• _Set exercise_
Copy out the listing below, replacing "utility pole" with "telephone pole" and keeping everything else the same. Leave the pictures out.

══ Data provided ══

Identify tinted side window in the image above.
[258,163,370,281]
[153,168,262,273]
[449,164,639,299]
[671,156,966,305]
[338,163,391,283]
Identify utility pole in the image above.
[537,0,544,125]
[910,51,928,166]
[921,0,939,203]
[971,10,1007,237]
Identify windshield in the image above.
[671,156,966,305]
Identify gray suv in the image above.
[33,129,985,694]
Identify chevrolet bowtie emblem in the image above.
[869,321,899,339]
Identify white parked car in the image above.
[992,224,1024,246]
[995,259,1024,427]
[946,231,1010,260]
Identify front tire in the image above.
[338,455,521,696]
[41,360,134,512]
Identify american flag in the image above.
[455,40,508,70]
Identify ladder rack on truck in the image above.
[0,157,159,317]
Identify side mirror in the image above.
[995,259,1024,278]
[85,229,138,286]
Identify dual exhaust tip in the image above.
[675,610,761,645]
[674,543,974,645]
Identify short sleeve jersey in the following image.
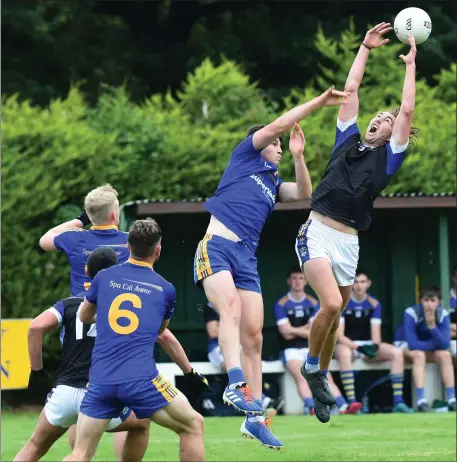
[205,135,282,246]
[54,226,129,296]
[86,259,176,384]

═══

• _Exercise response_
Identify tinted side window in the image above.
[258,163,370,281]
[153,168,262,273]
[449,164,639,299]
[671,156,966,305]
[338,163,391,283]
Identify telephone pole in the image above.
[537,0,544,125]
[910,51,928,166]
[921,0,939,203]
[971,10,1007,237]
Identify windshield in the image above.
[671,156,966,305]
Identify gray suv in the image above.
[33,129,985,694]
Identify chevrolet bowtie emblem in the image above.
[869,321,899,339]
Identify white parked car in the image above.
[992,224,1024,246]
[995,259,1024,427]
[946,231,1010,260]
Identify front tire in the image above.
[338,455,521,696]
[41,360,134,512]
Identify american flag in the image above.
[455,40,508,70]
Identify ladder rack on truck in the image above.
[0,157,159,317]
Identify side mirror in the image above.
[995,259,1024,278]
[85,229,138,286]
Identify dual exhaust tip in the image above.
[675,610,761,645]
[674,543,974,645]
Identify short sleeve jersey in the following image.
[205,135,282,246]
[54,226,129,296]
[86,259,176,384]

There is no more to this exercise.